## TEXT SHOWN
The crisis: an
open letter to
trade unionists
Fellow Workers,
Capitalism is once again in the middle of one of its periodic
economic crises, this time a bigger one than in the recent past. And,
as usual, we are the victims. This crisis has been caused, as all
capitalist crises are, by the uncontrollable pursuit of profits that
drives the capitalist economy.
With all capitalist businesses chasing profits, one sector of the
economy inevitably overexpands in relation to what it can sell. This
time it was the US house-building sector. Its overexpansion had an
immediate effect on the banking sector which, in its chase after
profits, had been engaging in dubious practices. This in turn had a
knock-on effect on other sectors and is still working its way through
the economy. Which is where we are today, with closed factories and
rising unemployment alongside unmet needs.
Unemployment in Britain is expected to reach 3 million, maybe
even before the end of the year. Faced with this economic tsunami, the
government has been helpless. They have bailed-out the banks but, apart
from that, all they have done is to print more money, but this won’t
get production going again. It will just stoke up inflation for later.
It looks as if this Labour government will end like all previous Labour
governments – leaving office with more unemployed than when they took
over. So showing once again that governments can’t control the way
capitalism works.
The capitalist economy will eventually recover but of its own
accord, not because of anything the government might do. And not
without first putting the working class through many more months of
additional misery.
Recovery will only come when the rate of profit is restored.
Which employers are actively seeking to bring about by imposing wage
freezes, even wage cuts, watering down pension schemes, and anything
else they can think of to reduce their labour costs. Some have even had
the cheek to ask their employees to work for nothing. Meanwhile both
the Labour government and the Tory opposition are insisting that public
sector workers will have to suffer too.
Workers should fight back. But the crisis has shifted the balance
of forces even more in favour of employers. In the best of
circumstances, when production is expanding and there is a labour
shortage, unions have to work hard to get wages to go up a bit more
than inflation. Now, with falling production and rising unemployment,
unions can only try to put a brake on the downward slide, only try to
stop things getting worse, .
Ask yourself this: Why should we have to fight the same battles
over and over again? Is this the only future? Yes, within the context
of the capitalist system of production for profit, it is. But
capitalism is not the only possible way of organising the production
and distribution of the things we need. There is an alternative.
Workers can and should organise to end capitalism which forces
them to work for wages to live. We should organise to replace it with a
system based on producing the things we need simply because we need
them and not to make a profit. Production for use, not production for
profit. But we can’t control what is produced unless we also own and
control the means of production. In short, we need socialism, the
common ownership and democratic control of the means of production.

## DATA RECORDS
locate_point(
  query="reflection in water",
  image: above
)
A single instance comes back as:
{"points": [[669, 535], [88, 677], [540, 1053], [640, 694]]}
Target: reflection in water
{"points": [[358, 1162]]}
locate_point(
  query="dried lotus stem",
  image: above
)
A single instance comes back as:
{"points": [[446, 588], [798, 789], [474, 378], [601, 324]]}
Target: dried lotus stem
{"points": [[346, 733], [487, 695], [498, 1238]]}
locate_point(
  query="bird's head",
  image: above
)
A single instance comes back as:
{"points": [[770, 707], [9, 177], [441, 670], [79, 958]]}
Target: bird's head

## STATED GOAL A
In the open letter, the sentence beginning "Which employers are actively seeking" names specific measures employers impose to cut labor costs. List every one of them.
## STATED GOAL B
Answer each question from the open letter.
(i) Which sector overexpanded in this crisis?
(ii) What figure is unemployment in Britain expected to reach?
(iii) According to the letter, what will printing more money do?
Answer from the open letter alone, not from the rows.

## SOLUTION A
- Wage freezes
- Wage cuts
- Watering down pension schemes

## SOLUTION B
(i) The US house-building sector.
(ii) 3 million.
(iii) It will stoke up inflation for later.